## Start Given information
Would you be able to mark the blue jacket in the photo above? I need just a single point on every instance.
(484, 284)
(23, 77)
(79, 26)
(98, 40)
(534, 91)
## End Given information
Could you reproduce every record above exactly as it appears?

• In response
Would you be able to mark the blue jacket in the photo above? I need just a single point on every instance.
(484, 284)
(23, 77)
(79, 26)
(98, 40)
(534, 91)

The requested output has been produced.